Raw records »
....................
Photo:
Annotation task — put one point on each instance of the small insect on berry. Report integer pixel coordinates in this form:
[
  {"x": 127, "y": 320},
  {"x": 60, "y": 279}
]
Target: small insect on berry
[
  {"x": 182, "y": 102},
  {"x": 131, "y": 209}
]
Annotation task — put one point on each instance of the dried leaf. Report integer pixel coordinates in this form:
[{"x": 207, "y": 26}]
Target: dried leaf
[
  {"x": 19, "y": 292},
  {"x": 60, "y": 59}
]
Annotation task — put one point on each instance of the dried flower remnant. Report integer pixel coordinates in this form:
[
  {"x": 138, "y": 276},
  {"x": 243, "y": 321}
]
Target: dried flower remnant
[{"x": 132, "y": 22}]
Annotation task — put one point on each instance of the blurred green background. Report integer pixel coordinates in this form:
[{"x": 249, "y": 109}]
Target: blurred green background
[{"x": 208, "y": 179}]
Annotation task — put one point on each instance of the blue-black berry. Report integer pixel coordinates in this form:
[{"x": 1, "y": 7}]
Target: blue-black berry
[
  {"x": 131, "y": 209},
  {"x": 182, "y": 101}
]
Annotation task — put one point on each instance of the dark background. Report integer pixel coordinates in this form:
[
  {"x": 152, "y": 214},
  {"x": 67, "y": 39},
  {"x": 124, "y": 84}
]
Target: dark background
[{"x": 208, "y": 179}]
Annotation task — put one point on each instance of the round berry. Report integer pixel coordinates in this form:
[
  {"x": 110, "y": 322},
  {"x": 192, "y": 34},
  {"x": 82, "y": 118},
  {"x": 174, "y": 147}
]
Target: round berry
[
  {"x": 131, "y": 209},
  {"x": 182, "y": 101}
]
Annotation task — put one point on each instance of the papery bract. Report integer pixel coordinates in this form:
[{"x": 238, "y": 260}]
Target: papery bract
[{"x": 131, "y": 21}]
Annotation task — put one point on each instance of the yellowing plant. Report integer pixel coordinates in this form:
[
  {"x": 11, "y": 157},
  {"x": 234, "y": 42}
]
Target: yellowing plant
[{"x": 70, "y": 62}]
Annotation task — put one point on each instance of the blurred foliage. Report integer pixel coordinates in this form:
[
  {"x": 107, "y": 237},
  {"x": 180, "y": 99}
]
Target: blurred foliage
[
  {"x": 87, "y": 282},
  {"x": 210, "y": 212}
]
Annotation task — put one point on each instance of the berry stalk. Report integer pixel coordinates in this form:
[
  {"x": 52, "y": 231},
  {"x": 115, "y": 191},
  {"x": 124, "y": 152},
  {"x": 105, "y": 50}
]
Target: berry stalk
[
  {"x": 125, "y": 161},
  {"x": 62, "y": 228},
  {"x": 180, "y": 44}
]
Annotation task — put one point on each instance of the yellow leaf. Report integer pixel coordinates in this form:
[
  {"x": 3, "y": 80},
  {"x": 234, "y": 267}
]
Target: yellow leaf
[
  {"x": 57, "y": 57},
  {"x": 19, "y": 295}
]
....................
What to work on » Copy all the records above exactly, missing none.

Task result »
Photo:
Annotation task — put one point on each instance of the small insect on berry. Report integer pixel coordinates in this form:
[
  {"x": 127, "y": 320},
  {"x": 60, "y": 279}
]
Target: small insect on berry
[
  {"x": 182, "y": 102},
  {"x": 131, "y": 209}
]
Annotation task — put one point on each instance of the dried leaf. Report integer pixel coordinates in this form:
[{"x": 207, "y": 26}]
Target: dried leaf
[
  {"x": 19, "y": 292},
  {"x": 60, "y": 59}
]
Annotation task — put one point on each instance of the dried flower remnant. Report integer pixel coordinates in this form:
[
  {"x": 138, "y": 276},
  {"x": 243, "y": 321}
]
Target: dried flower remnant
[{"x": 132, "y": 22}]
Annotation task — put one point on each instance of the blurred green background. Report integer pixel coordinates in this form:
[{"x": 249, "y": 109}]
Target: blurred green background
[{"x": 208, "y": 179}]
Annotation task — put one point on each instance of the blue-black berry. Report integer pixel coordinates in this form:
[{"x": 1, "y": 7}]
Target: blue-black berry
[
  {"x": 131, "y": 209},
  {"x": 182, "y": 101}
]
Annotation task — put one point on each instance of the dark background. Report integer pixel coordinates in this form:
[
  {"x": 152, "y": 214},
  {"x": 67, "y": 39},
  {"x": 124, "y": 84}
]
Target: dark background
[{"x": 208, "y": 179}]
Annotation task — put one point on each instance of the round berry. Report integer pixel coordinates in this form:
[
  {"x": 110, "y": 322},
  {"x": 192, "y": 34},
  {"x": 82, "y": 118},
  {"x": 174, "y": 147}
]
Target: round berry
[
  {"x": 131, "y": 209},
  {"x": 182, "y": 101}
]
Annotation task — put one point on each instance of the papery bract. Report integer pixel coordinates in this form:
[{"x": 238, "y": 260}]
Target: papery bract
[{"x": 131, "y": 21}]
Annotation task — put one point on each instance of the yellowing plant. Report integer pixel coordinates in this form:
[
  {"x": 11, "y": 157},
  {"x": 234, "y": 42}
]
Target: yellowing plant
[{"x": 70, "y": 62}]
Annotation task — put one point on each instance of the blurred foliage. Report integer pixel coordinates in this form:
[
  {"x": 107, "y": 237},
  {"x": 180, "y": 99}
]
Target: blurred foliage
[
  {"x": 87, "y": 282},
  {"x": 210, "y": 212}
]
Annotation task — put one point on each instance of the berry stalk. Report integer pixel coordinates in this form:
[
  {"x": 52, "y": 231},
  {"x": 115, "y": 191},
  {"x": 124, "y": 152},
  {"x": 105, "y": 50}
]
Target: berry stalk
[
  {"x": 125, "y": 161},
  {"x": 62, "y": 228},
  {"x": 180, "y": 44}
]
Annotation task — put one point on each instance of the yellow leaf. Report integer pixel coordinates in this form:
[
  {"x": 3, "y": 80},
  {"x": 234, "y": 267}
]
Target: yellow leaf
[
  {"x": 57, "y": 57},
  {"x": 19, "y": 295}
]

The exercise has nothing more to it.